Task description ▸ Count the lines below that contain the string "blue", treating uppercase and lowercase as different, and give only the number.

(Recorded data)
---*---
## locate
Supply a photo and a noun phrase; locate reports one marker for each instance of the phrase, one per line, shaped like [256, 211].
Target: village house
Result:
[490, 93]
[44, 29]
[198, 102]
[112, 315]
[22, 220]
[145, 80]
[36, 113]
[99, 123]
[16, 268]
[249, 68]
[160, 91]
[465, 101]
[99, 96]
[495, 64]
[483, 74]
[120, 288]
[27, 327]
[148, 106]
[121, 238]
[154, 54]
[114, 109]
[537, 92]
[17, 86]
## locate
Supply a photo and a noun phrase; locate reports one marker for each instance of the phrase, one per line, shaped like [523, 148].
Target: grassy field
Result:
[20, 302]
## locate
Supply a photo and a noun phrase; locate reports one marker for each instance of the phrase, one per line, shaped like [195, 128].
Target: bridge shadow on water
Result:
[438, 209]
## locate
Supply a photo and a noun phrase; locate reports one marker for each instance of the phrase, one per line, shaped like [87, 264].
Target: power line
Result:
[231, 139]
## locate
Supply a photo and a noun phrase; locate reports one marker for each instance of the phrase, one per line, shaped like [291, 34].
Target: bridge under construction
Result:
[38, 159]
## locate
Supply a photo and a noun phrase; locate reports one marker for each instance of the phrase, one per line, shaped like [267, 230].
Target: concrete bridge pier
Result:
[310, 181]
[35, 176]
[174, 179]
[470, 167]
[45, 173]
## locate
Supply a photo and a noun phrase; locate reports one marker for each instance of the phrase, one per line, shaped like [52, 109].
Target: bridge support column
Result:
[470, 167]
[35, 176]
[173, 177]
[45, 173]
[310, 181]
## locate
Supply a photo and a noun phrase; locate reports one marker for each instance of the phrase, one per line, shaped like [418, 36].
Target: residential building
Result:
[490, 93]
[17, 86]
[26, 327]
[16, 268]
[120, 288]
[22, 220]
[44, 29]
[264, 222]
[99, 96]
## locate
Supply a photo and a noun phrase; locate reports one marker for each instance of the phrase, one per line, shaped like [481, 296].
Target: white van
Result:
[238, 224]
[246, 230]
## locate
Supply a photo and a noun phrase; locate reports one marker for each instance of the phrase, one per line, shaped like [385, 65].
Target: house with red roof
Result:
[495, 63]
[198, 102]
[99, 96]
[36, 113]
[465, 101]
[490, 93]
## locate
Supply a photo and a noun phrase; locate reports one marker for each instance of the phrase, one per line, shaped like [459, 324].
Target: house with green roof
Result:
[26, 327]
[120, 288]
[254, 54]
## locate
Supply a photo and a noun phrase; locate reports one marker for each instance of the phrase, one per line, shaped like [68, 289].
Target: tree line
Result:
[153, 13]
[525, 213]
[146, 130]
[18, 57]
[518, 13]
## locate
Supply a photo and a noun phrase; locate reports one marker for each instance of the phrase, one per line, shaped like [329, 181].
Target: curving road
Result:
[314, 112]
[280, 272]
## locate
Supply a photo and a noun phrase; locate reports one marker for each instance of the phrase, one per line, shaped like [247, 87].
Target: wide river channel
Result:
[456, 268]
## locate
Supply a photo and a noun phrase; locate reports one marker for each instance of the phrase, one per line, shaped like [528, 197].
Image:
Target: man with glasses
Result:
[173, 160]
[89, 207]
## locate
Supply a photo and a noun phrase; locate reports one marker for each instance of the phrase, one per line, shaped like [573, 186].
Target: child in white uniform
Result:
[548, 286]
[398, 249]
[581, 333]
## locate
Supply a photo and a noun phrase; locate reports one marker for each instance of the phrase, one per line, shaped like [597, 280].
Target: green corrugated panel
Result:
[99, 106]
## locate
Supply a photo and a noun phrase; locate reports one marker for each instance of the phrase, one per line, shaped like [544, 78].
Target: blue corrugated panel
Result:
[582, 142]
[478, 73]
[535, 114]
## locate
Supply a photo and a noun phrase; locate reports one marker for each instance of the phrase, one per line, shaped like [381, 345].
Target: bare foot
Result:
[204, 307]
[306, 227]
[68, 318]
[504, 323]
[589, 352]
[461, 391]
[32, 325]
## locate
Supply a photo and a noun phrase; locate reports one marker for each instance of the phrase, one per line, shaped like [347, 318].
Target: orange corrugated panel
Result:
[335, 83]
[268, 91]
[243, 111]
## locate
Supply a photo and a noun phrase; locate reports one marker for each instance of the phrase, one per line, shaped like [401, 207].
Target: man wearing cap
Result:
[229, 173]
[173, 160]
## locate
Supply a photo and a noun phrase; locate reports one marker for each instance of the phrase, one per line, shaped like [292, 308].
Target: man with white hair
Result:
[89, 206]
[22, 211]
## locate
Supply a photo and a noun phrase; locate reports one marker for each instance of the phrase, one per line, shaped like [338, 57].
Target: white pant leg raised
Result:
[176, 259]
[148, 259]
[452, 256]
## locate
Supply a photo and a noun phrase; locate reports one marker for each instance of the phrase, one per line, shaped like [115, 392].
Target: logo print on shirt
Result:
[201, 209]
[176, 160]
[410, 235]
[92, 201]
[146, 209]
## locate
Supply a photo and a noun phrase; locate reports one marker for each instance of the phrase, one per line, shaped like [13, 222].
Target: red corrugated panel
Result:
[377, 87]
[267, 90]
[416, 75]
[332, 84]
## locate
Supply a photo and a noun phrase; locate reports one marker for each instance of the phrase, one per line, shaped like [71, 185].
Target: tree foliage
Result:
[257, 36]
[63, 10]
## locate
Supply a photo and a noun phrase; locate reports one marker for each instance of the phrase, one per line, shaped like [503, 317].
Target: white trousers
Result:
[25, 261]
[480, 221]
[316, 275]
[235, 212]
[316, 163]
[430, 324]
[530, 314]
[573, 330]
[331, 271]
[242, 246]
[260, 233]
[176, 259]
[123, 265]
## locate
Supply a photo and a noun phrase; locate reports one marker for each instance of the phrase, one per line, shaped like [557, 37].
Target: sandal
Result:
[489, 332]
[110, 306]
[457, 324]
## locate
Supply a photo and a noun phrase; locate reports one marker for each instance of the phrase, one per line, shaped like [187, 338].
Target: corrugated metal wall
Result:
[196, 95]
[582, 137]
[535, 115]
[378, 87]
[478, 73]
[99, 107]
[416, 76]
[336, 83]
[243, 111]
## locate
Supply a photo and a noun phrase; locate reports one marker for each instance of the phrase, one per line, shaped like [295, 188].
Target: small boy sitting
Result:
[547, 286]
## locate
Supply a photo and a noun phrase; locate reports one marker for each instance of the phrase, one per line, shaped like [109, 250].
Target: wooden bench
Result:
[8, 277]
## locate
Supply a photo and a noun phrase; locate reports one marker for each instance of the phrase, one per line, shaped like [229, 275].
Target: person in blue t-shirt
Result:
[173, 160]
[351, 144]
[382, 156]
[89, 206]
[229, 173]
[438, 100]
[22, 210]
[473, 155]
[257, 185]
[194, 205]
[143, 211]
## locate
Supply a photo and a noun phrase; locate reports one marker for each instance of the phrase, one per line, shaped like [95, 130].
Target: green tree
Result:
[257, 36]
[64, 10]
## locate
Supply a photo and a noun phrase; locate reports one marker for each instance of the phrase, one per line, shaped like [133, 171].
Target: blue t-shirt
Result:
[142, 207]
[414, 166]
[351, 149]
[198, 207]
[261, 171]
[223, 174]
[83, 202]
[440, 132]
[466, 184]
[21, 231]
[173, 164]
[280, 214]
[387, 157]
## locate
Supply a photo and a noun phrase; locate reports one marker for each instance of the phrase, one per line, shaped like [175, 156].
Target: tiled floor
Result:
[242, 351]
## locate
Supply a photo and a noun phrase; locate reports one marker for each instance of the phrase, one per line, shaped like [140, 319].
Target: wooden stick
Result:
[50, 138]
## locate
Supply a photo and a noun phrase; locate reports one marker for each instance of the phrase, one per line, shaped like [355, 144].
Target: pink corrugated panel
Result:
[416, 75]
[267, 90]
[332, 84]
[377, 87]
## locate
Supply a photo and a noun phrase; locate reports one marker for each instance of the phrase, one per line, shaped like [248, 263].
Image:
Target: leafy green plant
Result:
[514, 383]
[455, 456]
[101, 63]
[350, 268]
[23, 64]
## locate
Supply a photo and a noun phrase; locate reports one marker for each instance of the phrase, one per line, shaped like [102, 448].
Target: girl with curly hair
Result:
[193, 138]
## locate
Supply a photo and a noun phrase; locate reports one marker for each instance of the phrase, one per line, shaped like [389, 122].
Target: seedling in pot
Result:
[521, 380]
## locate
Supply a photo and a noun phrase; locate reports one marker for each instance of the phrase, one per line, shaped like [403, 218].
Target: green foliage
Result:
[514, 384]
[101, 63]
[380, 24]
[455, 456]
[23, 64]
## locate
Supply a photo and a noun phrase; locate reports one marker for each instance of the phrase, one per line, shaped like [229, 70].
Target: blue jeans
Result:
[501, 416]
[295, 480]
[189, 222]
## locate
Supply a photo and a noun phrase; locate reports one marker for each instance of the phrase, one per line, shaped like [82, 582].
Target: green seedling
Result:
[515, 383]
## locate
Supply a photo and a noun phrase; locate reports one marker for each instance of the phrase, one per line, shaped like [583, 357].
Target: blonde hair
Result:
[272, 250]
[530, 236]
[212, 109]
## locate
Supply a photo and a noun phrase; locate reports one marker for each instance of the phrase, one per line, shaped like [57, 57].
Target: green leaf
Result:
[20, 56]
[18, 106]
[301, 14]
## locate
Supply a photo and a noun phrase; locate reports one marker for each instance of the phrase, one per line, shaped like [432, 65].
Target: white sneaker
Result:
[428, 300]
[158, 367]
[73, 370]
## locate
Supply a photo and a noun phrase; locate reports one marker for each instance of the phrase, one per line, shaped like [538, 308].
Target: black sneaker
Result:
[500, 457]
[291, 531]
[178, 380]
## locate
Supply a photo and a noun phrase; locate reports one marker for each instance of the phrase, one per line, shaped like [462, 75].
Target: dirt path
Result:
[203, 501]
---*---
Response for this exercise ▸ 4